Task inputs:
----------------------------------------

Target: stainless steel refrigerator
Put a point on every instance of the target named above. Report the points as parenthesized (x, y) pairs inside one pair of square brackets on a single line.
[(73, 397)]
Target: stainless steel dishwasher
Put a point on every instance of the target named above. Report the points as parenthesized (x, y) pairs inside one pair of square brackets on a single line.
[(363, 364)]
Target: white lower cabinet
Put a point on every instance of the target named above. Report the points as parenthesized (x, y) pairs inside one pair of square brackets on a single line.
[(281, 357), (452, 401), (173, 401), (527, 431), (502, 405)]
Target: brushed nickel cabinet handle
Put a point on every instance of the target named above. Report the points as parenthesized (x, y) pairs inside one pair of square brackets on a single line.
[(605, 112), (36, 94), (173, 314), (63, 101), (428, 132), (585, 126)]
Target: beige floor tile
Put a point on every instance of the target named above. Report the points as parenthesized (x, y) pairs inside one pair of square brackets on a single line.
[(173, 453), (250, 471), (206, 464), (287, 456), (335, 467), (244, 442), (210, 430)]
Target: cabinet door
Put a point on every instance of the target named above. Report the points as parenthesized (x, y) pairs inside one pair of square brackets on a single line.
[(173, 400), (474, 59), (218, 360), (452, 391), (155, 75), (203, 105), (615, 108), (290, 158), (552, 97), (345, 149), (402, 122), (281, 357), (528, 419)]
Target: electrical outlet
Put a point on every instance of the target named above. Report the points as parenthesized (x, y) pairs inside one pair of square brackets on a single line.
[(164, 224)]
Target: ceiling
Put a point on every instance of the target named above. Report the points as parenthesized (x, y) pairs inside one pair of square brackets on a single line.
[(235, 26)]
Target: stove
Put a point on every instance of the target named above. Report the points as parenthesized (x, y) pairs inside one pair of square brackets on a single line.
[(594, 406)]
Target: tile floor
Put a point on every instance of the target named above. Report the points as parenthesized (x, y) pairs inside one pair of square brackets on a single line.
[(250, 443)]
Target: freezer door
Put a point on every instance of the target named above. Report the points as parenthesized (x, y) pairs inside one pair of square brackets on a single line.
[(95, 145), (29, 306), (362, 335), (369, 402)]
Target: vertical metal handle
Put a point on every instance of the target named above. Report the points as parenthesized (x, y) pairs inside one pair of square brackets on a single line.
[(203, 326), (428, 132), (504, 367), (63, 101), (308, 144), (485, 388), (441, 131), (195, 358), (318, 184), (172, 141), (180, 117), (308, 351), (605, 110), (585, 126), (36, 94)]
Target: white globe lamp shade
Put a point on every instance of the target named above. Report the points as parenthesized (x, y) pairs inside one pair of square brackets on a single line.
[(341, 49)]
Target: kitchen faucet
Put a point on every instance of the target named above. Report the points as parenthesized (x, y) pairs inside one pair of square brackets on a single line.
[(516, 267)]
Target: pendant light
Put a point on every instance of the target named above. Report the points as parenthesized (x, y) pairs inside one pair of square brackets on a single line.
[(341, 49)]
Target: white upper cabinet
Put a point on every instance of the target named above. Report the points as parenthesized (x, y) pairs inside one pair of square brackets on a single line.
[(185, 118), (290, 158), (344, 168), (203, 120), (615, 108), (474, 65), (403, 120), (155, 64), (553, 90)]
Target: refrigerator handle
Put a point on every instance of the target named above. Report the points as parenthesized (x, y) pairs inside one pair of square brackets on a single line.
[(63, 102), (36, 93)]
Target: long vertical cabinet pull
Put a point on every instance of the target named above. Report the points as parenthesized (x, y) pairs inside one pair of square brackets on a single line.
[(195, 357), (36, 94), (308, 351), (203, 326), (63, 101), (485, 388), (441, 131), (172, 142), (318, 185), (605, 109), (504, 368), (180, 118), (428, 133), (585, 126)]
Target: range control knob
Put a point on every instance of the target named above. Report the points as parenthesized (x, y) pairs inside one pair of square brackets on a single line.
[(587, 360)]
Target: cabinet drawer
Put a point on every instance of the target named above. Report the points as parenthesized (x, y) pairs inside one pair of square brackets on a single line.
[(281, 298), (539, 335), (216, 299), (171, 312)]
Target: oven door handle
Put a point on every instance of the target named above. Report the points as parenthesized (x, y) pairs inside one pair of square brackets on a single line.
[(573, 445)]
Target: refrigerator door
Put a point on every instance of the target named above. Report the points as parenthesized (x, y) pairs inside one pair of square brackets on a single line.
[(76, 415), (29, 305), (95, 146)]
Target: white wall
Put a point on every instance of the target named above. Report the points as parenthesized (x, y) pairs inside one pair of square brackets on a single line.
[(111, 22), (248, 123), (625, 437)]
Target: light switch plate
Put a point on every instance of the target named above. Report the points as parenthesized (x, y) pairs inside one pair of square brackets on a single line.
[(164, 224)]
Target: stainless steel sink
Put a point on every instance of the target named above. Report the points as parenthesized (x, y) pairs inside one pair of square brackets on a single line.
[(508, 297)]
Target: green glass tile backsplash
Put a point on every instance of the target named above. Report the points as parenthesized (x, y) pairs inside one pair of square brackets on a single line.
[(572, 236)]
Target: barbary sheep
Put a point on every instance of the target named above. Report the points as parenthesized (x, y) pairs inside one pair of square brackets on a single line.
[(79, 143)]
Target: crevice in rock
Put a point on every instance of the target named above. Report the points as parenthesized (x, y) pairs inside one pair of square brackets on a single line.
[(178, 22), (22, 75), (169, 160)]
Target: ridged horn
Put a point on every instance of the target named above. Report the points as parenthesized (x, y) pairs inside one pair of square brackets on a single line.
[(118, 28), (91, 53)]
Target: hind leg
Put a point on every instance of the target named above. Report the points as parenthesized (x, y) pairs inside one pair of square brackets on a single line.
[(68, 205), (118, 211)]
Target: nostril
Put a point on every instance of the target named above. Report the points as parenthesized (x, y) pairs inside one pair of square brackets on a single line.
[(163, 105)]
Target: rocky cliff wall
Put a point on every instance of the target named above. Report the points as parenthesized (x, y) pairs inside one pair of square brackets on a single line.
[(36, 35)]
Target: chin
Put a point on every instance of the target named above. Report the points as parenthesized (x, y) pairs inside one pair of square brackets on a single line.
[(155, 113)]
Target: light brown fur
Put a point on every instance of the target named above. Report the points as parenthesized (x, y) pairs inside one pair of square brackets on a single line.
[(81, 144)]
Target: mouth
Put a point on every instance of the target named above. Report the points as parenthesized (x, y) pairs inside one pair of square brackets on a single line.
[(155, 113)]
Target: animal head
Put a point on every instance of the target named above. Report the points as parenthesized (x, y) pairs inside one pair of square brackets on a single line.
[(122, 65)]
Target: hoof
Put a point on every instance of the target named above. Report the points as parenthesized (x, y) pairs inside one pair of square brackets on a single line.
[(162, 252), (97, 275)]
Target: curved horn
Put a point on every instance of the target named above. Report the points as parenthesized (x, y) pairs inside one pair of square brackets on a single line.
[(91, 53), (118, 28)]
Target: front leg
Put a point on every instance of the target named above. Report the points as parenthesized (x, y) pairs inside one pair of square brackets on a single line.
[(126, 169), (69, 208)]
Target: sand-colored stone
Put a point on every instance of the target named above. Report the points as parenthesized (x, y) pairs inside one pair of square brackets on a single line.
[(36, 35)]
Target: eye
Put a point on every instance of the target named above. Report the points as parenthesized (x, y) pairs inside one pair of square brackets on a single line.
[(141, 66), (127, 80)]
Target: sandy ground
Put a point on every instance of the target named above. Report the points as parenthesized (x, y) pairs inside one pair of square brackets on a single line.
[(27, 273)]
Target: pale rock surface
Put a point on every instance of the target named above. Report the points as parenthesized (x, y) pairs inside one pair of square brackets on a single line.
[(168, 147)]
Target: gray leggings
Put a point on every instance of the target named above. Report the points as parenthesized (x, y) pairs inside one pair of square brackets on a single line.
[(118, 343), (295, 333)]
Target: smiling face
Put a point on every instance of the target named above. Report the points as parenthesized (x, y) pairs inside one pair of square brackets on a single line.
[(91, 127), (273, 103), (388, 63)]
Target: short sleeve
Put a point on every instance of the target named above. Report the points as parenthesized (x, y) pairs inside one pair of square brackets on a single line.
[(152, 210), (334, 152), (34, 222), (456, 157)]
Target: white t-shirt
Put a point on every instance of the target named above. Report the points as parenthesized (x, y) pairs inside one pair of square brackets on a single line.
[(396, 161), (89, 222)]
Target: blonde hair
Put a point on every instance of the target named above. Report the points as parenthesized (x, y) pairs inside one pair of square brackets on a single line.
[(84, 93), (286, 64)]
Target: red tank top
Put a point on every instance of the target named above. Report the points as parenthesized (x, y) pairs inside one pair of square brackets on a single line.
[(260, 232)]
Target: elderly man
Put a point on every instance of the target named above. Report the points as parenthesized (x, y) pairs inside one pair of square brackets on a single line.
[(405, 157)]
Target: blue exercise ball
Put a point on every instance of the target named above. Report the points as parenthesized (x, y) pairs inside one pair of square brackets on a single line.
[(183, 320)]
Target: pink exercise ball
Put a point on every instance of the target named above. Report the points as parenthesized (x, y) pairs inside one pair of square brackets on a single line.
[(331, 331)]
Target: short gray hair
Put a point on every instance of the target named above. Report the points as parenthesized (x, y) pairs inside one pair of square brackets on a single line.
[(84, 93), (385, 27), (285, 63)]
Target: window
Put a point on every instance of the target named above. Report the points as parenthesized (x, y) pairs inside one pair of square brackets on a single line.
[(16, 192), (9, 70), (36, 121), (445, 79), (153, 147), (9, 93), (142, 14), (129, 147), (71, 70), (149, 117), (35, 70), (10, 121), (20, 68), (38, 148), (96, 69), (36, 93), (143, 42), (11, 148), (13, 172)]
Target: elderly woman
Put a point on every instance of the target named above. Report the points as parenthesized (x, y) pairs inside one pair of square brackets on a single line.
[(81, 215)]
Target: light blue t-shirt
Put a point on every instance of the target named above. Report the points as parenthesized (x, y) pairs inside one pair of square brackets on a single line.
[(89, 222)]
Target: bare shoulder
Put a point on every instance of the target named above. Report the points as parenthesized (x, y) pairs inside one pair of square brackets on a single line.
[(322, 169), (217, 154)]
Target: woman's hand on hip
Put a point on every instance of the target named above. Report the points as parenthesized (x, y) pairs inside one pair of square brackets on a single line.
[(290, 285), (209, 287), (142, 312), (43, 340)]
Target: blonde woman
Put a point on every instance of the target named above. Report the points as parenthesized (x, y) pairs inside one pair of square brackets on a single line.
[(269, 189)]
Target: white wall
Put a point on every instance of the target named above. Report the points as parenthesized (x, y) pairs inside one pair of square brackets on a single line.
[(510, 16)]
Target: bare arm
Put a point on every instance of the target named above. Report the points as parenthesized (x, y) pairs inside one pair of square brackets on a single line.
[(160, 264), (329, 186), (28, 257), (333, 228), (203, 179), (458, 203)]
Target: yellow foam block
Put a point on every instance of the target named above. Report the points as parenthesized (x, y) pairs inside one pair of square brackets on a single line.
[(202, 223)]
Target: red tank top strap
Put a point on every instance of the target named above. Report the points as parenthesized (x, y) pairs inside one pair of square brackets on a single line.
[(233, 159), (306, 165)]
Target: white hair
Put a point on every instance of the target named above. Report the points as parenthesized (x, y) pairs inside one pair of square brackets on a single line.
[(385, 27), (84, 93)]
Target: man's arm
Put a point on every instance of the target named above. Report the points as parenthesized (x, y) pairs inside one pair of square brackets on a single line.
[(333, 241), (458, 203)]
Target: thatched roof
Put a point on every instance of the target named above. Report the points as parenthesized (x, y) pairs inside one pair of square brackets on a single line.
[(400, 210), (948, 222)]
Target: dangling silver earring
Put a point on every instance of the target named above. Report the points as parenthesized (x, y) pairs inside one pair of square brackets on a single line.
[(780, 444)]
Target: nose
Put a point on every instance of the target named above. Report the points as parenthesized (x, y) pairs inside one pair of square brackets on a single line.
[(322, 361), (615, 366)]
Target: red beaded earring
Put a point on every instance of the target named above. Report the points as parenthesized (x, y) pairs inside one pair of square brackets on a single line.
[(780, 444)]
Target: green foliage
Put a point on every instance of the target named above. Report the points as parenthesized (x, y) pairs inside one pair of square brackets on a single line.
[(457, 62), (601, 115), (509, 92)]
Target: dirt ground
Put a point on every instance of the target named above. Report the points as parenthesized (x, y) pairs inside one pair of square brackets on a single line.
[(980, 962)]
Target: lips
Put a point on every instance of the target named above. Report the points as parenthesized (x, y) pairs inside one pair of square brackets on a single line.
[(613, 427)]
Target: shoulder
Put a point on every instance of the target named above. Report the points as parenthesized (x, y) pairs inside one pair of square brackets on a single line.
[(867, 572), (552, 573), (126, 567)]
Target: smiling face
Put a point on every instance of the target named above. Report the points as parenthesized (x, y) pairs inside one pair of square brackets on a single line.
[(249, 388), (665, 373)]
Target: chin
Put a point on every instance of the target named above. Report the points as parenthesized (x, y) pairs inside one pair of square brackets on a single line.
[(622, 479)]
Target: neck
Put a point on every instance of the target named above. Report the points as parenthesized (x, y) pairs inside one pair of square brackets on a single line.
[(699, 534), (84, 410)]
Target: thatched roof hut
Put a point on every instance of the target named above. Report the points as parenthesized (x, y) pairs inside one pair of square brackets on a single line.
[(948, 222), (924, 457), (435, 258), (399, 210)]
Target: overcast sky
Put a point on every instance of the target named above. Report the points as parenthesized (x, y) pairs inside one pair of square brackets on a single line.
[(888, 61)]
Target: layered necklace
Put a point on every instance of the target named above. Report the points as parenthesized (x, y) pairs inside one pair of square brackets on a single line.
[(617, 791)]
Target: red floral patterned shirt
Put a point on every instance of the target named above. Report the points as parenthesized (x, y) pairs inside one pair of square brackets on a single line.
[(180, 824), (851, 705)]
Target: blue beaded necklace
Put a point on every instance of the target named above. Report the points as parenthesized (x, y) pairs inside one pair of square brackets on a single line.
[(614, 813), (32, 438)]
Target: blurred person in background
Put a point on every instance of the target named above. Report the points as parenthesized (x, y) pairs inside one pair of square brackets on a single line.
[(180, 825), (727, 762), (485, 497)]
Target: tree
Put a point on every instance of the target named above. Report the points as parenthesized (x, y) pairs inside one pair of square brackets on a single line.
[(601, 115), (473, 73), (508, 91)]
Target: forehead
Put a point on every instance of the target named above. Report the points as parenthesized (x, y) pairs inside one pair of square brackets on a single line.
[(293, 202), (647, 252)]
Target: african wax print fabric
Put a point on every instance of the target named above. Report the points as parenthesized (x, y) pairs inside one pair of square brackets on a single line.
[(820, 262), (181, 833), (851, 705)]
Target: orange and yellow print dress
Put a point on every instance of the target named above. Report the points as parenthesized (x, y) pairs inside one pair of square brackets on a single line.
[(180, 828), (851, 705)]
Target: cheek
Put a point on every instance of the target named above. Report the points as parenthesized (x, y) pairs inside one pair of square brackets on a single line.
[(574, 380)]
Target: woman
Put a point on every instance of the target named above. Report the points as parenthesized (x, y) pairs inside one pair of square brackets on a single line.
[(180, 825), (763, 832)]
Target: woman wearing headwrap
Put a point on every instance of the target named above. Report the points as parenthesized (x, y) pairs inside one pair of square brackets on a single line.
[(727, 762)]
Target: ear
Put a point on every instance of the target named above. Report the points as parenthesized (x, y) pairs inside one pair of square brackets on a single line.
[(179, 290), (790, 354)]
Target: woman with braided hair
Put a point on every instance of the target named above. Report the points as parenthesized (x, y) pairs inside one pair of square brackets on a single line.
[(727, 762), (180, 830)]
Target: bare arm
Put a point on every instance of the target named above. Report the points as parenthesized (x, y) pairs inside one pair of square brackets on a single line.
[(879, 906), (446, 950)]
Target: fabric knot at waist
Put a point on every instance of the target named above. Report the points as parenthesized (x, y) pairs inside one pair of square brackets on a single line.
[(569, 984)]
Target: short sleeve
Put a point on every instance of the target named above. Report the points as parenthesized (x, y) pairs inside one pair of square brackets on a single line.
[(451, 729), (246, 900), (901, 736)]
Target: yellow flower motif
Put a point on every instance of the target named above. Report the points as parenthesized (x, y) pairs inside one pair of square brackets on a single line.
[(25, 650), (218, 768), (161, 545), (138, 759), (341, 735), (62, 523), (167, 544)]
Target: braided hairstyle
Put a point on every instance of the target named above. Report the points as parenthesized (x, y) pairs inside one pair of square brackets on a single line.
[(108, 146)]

----------------------------------------

What you need to do: Copy the records from the line with "Target: freezer door" to the line with "64), (553, 90)]", swapping "kitchen faucet" for "sink faucet" and leaving everything else unchanged.

Exercise output:
Target: freezer door
Put a point on every instance of the target named above. Report the points as parenthesized (x, y) pairs inside one pair of square brackets on a single line.
[(95, 145), (29, 306), (362, 335), (369, 402)]
Target: vertical metal handle
Put a point on every instance of the target named above. Report the points as parenthesized (x, y) pairs inside one pair of square brackets on a single line.
[(203, 326), (428, 132), (504, 367), (63, 101), (308, 144), (485, 388), (441, 131), (195, 358), (318, 184), (172, 141), (180, 117), (308, 351), (605, 110), (585, 126), (36, 94)]
Target: white globe lamp shade
Put a point on every instance of the target named above. Report the points as parenthesized (x, y) pairs inside one pair of square brackets on a single line.
[(341, 49)]
Target: sink faucet
Put a point on every instance of the target named above. Report the points as parenthesized (x, y) pairs inside one pair of square brackets on a single line.
[(516, 267)]
Target: pendant light
Put a point on every instance of the target named above. Report the points as parenthesized (x, y) pairs inside one pair of square brackets on a single line.
[(341, 49)]
Target: white upper cabinet
Put a point on every instance of the target named above. Report the points as parenthesized (x, y) pairs inside one pair of square brackets on a single line.
[(185, 118), (290, 158), (344, 168), (203, 120), (615, 108), (474, 65), (403, 120), (155, 64), (553, 90)]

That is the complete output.